What to do
Return, from the lines below, each one that includes the word "church".

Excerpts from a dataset
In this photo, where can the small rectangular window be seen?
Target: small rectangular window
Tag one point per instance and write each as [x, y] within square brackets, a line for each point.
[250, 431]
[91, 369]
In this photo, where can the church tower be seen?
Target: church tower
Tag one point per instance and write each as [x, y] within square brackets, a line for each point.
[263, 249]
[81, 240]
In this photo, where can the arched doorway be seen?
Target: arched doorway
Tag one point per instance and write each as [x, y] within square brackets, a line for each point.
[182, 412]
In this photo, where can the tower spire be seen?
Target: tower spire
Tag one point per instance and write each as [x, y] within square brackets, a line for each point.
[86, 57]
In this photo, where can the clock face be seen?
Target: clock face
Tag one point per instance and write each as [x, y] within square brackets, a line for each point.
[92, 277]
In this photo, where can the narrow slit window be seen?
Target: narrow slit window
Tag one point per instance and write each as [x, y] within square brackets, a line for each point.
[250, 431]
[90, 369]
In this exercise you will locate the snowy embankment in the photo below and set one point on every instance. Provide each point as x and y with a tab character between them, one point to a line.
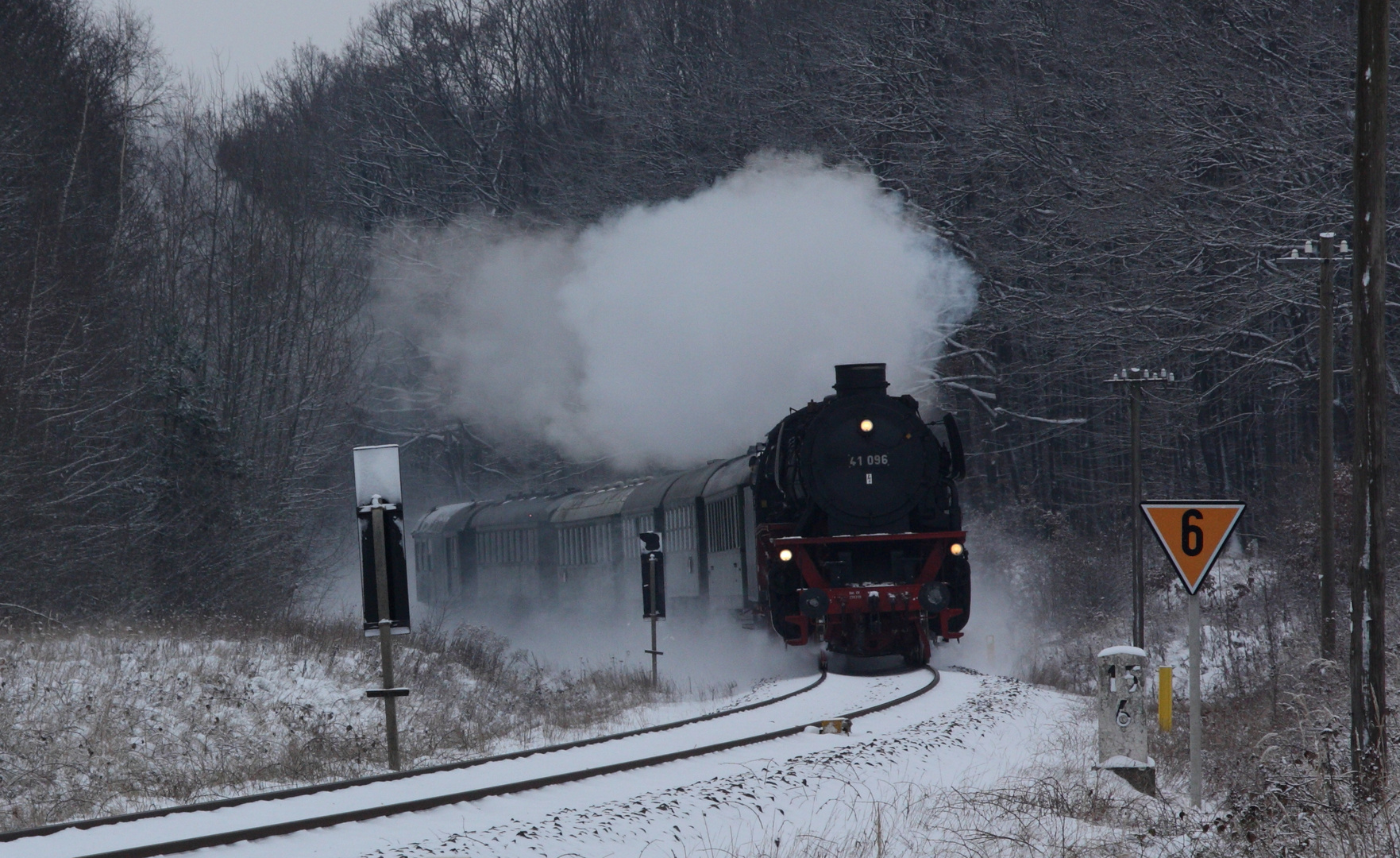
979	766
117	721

Answer to this exercise
In this photo, where can the church tower be seen?
Target: church tower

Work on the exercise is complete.